Stored dataset items:
--------

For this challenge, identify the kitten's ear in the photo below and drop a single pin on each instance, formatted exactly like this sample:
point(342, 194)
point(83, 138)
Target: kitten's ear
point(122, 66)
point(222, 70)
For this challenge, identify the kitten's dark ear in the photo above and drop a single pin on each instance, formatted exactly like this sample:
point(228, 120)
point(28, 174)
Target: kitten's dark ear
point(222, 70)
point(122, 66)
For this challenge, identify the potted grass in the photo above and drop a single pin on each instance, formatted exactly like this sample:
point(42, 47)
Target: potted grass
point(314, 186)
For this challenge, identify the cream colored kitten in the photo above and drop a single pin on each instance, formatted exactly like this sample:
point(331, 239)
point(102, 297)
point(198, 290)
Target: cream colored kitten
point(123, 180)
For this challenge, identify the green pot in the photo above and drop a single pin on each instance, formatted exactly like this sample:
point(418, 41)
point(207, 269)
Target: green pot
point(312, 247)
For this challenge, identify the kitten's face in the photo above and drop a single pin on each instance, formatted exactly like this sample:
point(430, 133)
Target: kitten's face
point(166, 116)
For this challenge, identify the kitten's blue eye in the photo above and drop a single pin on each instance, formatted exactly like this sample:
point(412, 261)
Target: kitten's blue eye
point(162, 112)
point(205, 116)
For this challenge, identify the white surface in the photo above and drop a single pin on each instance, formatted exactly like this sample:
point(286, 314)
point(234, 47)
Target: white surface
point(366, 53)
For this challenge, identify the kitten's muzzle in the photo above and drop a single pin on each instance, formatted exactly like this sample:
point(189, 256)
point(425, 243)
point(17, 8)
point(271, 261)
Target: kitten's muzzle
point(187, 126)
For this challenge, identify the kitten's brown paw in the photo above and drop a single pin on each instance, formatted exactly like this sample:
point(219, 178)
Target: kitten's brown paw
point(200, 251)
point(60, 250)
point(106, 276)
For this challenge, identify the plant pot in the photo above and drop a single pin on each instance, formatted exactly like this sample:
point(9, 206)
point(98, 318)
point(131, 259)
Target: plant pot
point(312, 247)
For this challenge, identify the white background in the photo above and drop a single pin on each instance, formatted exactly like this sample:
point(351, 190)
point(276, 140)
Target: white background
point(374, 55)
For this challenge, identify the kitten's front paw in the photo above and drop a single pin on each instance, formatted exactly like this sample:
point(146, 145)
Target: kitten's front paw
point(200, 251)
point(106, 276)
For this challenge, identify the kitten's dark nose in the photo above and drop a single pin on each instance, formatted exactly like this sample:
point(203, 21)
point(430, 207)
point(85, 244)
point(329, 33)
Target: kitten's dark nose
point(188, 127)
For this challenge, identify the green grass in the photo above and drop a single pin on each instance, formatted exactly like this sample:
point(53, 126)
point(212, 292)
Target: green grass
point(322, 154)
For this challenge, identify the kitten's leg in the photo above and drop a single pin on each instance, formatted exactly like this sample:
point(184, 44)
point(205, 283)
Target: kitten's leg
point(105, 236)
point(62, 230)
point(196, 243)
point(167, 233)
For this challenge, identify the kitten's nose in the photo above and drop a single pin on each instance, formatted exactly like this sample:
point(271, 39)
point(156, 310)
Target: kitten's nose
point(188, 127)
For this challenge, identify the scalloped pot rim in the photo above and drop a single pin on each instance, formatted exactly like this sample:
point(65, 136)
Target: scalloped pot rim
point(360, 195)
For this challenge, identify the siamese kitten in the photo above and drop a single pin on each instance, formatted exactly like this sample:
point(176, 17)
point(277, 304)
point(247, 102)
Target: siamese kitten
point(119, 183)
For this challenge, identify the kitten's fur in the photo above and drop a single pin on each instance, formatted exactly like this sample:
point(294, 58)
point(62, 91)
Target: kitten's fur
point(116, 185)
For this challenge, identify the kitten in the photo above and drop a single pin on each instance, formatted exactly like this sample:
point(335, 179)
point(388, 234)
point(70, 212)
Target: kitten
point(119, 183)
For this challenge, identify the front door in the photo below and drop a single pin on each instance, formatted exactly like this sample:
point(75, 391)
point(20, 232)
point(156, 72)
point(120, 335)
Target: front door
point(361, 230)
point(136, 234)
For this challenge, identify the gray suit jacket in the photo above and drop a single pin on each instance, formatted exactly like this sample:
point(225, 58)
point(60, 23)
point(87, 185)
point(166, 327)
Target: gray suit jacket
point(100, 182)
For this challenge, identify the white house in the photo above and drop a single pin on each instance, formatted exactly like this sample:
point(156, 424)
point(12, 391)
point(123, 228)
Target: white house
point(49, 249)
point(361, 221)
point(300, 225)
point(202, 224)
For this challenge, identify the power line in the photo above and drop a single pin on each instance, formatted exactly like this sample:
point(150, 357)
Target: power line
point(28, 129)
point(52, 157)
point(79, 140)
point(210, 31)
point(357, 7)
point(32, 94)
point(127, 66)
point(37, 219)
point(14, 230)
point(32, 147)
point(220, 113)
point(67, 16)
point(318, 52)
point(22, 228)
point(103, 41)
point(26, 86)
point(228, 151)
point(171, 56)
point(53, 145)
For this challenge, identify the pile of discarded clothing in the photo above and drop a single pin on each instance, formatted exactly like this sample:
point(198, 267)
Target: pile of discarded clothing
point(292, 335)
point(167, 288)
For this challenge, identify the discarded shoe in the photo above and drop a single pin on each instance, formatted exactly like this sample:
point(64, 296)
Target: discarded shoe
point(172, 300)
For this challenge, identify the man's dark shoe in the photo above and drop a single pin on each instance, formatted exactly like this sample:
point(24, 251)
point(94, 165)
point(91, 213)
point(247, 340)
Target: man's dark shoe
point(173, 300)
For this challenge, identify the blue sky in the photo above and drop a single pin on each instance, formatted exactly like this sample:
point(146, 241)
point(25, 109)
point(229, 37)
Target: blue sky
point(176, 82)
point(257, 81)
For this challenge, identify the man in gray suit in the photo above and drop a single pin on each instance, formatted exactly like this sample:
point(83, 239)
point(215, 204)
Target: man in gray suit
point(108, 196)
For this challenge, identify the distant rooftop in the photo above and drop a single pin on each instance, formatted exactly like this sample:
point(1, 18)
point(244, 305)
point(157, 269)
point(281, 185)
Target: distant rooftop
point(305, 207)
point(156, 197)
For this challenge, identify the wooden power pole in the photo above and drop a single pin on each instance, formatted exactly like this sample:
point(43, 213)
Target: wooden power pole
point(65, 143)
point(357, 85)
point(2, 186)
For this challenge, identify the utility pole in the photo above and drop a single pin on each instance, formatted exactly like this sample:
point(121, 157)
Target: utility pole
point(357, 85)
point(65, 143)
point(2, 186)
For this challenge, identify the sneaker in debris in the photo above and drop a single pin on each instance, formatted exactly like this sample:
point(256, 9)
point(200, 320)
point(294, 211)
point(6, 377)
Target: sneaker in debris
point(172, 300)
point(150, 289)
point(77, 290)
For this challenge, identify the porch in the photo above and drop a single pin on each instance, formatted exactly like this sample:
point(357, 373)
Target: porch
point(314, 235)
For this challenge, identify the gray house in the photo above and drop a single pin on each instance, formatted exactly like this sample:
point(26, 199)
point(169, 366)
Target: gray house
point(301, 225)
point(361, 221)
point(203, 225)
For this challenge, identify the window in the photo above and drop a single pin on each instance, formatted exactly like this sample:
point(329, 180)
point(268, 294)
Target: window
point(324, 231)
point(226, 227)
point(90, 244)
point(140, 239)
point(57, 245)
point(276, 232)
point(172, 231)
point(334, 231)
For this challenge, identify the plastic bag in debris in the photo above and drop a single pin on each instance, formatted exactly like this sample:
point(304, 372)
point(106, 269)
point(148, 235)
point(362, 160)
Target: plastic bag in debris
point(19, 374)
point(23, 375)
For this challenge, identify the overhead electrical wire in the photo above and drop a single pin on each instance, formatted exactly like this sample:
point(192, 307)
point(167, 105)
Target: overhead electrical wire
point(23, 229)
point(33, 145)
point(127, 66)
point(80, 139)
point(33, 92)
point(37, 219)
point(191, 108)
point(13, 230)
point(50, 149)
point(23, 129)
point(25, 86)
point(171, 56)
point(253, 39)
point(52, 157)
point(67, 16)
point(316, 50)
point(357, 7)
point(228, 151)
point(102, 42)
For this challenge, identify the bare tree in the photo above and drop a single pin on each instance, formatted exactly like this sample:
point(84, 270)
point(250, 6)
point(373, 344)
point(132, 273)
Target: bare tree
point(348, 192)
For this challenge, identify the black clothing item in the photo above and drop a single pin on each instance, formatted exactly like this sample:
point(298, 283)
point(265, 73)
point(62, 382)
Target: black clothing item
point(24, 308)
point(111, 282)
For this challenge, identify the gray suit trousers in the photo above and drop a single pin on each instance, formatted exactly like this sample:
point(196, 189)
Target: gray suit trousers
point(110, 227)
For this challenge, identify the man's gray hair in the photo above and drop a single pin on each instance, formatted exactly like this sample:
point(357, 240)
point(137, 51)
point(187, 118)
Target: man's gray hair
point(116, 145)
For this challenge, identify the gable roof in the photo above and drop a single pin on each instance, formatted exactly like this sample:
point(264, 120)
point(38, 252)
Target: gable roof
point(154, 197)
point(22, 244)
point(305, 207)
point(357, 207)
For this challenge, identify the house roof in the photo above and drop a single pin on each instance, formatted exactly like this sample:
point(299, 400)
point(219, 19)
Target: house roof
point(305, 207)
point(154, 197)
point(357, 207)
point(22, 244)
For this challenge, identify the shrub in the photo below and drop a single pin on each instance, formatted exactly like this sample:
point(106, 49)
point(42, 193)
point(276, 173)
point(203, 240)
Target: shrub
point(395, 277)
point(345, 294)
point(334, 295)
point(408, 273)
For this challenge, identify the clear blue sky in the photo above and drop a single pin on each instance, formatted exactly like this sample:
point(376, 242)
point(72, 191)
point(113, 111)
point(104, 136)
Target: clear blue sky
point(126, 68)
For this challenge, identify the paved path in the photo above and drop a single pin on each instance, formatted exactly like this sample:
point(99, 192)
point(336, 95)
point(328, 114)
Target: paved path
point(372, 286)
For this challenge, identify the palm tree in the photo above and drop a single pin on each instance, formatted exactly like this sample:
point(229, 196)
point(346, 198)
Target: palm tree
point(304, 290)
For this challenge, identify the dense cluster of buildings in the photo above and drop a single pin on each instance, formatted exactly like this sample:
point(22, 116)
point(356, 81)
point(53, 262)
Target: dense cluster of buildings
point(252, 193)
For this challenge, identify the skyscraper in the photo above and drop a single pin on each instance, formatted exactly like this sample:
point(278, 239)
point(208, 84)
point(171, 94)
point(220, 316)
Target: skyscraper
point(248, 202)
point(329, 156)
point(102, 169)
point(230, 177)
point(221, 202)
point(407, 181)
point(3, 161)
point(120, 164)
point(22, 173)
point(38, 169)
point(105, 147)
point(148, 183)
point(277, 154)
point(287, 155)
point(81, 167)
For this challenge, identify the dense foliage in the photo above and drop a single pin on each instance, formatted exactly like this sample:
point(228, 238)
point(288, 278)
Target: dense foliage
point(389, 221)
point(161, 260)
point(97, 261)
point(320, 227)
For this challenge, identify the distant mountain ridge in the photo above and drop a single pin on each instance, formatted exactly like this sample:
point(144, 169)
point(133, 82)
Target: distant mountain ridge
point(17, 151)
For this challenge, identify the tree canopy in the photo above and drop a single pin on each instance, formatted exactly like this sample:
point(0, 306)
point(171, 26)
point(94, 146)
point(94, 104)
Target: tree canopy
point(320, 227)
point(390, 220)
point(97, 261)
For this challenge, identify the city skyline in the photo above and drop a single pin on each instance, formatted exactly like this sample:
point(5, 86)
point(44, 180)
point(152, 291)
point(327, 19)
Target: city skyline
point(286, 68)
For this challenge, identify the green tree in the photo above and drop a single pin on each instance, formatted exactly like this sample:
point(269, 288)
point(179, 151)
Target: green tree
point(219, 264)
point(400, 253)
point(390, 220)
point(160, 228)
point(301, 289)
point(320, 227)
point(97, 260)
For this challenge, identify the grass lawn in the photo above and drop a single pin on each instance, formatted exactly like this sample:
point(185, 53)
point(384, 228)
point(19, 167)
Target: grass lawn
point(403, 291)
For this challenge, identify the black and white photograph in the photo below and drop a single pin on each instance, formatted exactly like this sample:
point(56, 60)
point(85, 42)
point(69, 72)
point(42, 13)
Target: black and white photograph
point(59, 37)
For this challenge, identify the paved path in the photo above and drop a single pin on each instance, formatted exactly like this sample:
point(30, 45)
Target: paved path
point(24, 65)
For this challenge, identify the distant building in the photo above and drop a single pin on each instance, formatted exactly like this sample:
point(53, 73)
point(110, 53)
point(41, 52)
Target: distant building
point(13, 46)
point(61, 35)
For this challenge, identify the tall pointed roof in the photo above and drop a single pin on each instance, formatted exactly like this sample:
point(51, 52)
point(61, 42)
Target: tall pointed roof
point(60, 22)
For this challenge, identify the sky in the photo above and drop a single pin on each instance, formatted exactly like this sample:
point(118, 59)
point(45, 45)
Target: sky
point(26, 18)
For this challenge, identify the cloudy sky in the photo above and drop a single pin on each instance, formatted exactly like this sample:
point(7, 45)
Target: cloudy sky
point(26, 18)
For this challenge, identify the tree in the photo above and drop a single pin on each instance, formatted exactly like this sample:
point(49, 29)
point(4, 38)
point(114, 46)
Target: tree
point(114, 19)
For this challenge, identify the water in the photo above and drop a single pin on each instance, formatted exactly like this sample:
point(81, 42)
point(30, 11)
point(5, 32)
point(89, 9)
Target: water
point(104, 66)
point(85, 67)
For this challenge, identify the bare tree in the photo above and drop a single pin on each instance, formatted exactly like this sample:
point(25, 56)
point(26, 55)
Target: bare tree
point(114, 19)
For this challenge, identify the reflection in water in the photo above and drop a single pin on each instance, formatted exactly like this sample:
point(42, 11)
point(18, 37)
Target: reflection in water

--------

Copy the lines above exactly, beginning at the line that has "point(156, 310)" and stopping after the line that has "point(150, 357)", and omit the rest.

point(156, 310)
Target: kitten's nose
point(188, 127)
For this challenge, identify the scalloped pot rim in the photo above and drop a single pin on each instance, formatted exactly like this sample:
point(65, 136)
Target: scalloped pot rim
point(360, 195)
For this challenge, identify the siamese kitten in the photo above and drop a single pin on each instance, formatted exactly like this sample:
point(176, 17)
point(277, 304)
point(247, 102)
Target: siamese kitten
point(119, 183)
For this challenge, identify the kitten's fur in the photo above and drop a single pin on each instance, formatted exactly like this sample:
point(294, 58)
point(62, 91)
Target: kitten's fur
point(116, 185)
For this challenge, identify the kitten in the photo above and drop a single pin on each instance, formatted exactly like this sample:
point(335, 179)
point(388, 234)
point(70, 212)
Target: kitten
point(119, 183)
For this challenge, identify the front door in the photo below and drop a single pin on each instance, formatted exactly like this sample:
point(75, 391)
point(20, 232)
point(156, 72)
point(120, 335)
Target: front door
point(361, 230)
point(136, 234)
For this challenge, identify the gray suit jacket in the photo above and drop a single pin on each instance, formatted exactly like this sample:
point(225, 58)
point(60, 23)
point(87, 185)
point(166, 327)
Target: gray suit jacket
point(100, 182)
For this challenge, identify the white house in the photo above and drop a single pin on each instance, formatted exactly like this sample:
point(156, 424)
point(12, 391)
point(123, 228)
Target: white house
point(49, 249)
point(361, 221)
point(300, 225)
point(202, 224)
For this challenge, identify the power line in the photo above and drop a single pin on each instance, formatted exactly like this sample:
point(150, 357)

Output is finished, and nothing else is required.